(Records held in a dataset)
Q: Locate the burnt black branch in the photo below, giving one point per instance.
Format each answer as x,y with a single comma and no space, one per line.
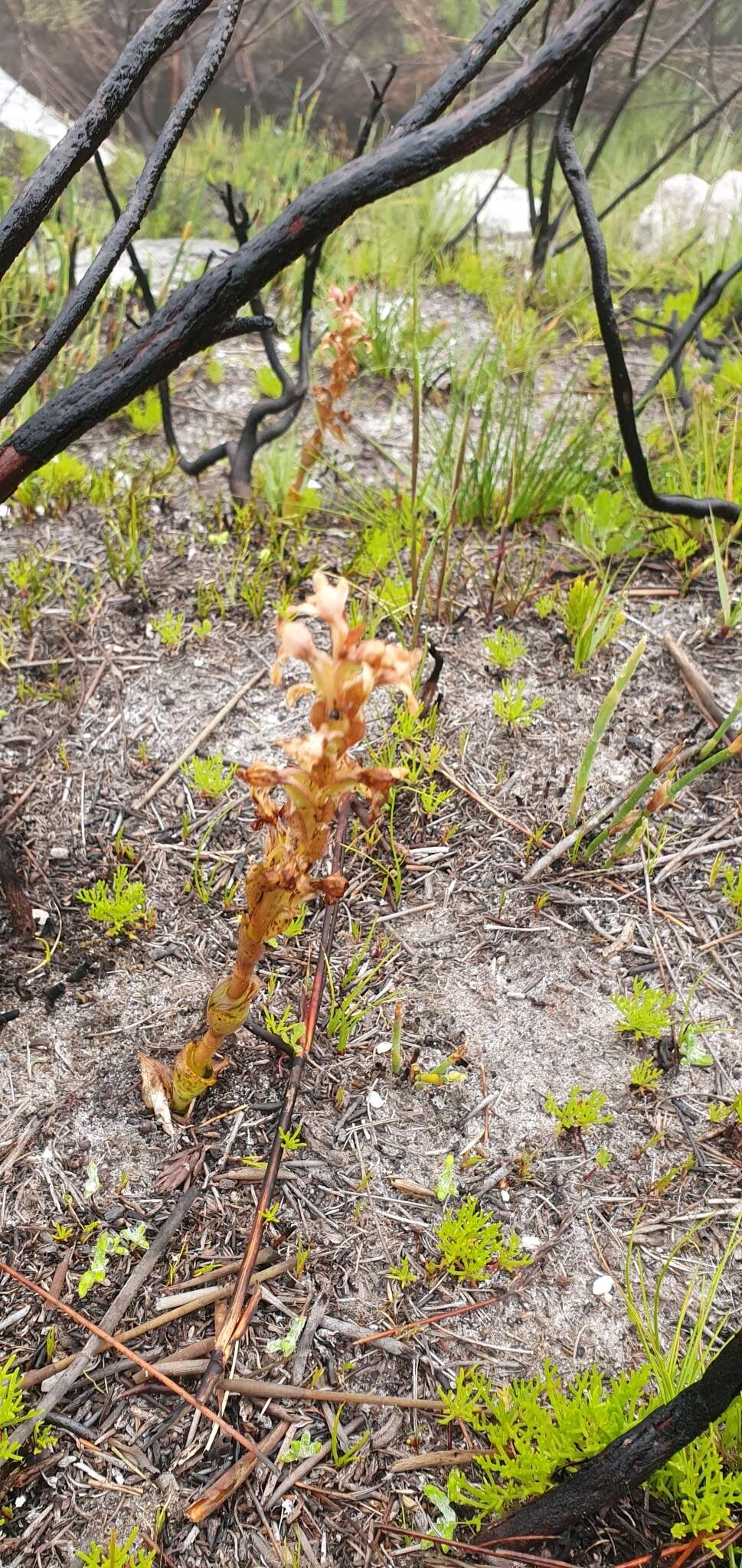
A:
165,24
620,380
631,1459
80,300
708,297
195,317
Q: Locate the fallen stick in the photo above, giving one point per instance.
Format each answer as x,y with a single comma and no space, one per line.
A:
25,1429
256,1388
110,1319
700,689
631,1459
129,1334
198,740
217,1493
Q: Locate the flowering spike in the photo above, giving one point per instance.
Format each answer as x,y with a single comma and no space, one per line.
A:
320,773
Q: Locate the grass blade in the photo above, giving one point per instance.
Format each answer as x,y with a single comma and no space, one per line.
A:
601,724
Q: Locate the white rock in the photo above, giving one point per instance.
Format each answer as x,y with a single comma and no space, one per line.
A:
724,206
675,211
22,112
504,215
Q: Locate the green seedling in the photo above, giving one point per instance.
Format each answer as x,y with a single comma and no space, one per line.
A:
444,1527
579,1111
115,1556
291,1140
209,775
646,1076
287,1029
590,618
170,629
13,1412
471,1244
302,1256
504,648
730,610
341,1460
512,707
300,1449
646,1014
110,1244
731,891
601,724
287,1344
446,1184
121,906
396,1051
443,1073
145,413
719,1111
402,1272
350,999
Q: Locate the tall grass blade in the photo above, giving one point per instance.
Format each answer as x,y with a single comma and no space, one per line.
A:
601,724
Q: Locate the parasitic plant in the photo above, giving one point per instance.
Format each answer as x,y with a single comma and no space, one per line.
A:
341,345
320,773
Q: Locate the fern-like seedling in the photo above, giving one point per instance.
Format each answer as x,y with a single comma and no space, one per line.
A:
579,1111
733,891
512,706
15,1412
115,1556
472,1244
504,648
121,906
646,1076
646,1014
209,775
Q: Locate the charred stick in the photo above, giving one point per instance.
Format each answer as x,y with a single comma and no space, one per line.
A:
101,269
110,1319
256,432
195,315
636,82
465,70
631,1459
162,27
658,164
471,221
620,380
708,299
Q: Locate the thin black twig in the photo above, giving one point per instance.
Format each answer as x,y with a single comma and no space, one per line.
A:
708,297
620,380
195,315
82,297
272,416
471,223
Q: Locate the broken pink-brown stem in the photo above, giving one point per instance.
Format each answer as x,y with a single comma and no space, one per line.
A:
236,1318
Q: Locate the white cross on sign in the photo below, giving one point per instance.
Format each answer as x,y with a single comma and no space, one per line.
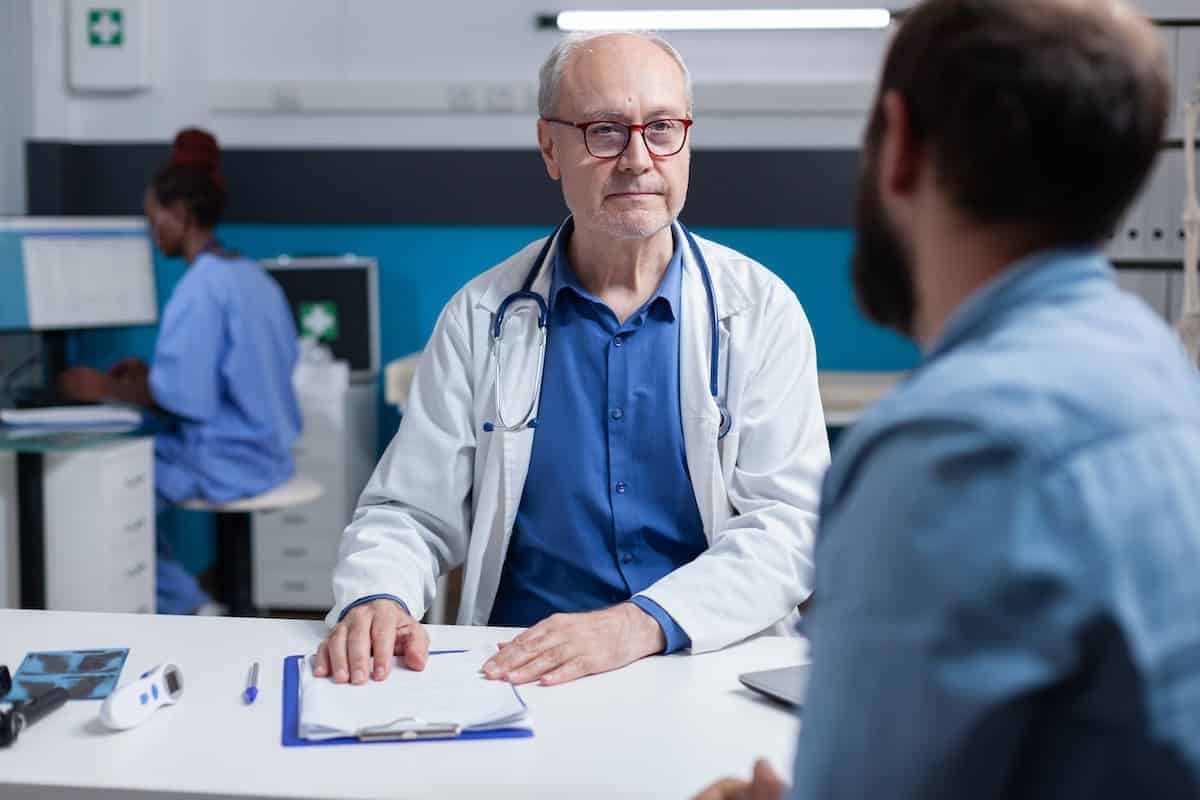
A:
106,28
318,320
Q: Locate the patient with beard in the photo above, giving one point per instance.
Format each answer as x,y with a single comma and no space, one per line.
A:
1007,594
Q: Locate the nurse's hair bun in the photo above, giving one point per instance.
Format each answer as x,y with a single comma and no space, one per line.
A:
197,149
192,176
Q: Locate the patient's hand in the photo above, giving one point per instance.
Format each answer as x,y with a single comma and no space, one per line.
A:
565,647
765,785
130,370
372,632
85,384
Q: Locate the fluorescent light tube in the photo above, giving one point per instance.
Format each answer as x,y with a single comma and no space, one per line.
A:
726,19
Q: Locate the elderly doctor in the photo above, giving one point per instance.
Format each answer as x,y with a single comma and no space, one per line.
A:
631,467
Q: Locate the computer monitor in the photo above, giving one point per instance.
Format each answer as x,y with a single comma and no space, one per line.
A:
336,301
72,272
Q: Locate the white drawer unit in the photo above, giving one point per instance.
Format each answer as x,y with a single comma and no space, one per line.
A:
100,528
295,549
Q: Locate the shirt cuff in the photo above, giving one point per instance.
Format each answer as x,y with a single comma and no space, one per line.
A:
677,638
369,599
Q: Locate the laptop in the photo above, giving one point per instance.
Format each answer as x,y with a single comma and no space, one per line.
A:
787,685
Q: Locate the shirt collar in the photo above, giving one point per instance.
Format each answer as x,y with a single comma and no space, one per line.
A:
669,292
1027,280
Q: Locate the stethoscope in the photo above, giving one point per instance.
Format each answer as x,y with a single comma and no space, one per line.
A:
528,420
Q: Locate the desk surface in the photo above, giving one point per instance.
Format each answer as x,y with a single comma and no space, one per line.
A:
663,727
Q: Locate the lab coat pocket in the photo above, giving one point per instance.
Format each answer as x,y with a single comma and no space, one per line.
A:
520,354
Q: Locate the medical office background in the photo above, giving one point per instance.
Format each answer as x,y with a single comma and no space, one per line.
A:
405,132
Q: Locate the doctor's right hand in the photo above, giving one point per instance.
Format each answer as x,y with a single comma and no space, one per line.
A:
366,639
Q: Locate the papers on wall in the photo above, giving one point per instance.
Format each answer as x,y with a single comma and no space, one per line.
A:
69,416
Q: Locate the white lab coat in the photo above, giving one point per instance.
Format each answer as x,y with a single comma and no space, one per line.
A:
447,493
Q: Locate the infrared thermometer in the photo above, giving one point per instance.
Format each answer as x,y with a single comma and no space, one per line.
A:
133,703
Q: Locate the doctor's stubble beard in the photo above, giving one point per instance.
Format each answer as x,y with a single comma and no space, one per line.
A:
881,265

* * *

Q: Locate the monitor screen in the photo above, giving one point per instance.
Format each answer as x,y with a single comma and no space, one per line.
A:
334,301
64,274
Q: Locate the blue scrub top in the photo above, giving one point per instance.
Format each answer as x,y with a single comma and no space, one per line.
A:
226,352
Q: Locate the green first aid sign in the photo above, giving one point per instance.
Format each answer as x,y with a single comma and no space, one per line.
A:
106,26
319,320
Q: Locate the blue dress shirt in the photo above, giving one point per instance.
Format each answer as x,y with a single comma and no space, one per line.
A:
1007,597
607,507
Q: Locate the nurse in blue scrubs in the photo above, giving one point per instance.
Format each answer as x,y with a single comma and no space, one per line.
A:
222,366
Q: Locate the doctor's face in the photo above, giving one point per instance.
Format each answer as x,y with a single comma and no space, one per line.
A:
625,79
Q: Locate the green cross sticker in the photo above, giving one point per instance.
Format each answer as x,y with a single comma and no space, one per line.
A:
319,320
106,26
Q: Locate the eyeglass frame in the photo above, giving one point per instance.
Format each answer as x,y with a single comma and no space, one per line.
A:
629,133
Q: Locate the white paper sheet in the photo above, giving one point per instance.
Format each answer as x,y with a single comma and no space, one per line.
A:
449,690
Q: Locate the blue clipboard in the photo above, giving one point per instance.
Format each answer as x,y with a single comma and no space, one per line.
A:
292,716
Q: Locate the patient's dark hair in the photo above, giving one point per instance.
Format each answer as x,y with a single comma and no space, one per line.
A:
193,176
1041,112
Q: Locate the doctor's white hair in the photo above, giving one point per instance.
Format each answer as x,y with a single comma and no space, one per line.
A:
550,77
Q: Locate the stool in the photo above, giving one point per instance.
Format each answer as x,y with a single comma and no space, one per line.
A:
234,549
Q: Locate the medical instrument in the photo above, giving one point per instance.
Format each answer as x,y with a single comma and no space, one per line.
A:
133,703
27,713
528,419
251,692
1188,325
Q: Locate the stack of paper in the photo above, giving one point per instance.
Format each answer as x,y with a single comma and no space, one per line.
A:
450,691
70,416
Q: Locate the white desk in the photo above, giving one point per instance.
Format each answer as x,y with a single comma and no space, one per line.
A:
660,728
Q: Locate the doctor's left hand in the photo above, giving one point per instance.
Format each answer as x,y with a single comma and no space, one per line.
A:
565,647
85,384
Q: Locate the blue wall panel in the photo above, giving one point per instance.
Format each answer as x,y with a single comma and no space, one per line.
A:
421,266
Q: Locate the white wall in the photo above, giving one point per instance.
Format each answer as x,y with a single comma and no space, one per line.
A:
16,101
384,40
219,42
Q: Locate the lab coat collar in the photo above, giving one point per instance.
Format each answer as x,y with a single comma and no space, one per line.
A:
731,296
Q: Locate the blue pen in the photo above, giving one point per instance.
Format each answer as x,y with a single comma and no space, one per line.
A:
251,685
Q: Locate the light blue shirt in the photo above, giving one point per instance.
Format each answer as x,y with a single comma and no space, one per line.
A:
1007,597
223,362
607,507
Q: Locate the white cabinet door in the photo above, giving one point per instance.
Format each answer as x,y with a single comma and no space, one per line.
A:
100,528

● **THE PROBLEM**
Gather every line of the records above that contains the word "green", matching its case exactly.

● **ANSWER TO THIS TASK**
Q: Locate the green seedling in the photo above, giving one point per instance.
Q: Locate the green first aid sign in the photo above, giving one point per instance.
Q: Locate the green cross sticker in the photo above, giving one point per instance.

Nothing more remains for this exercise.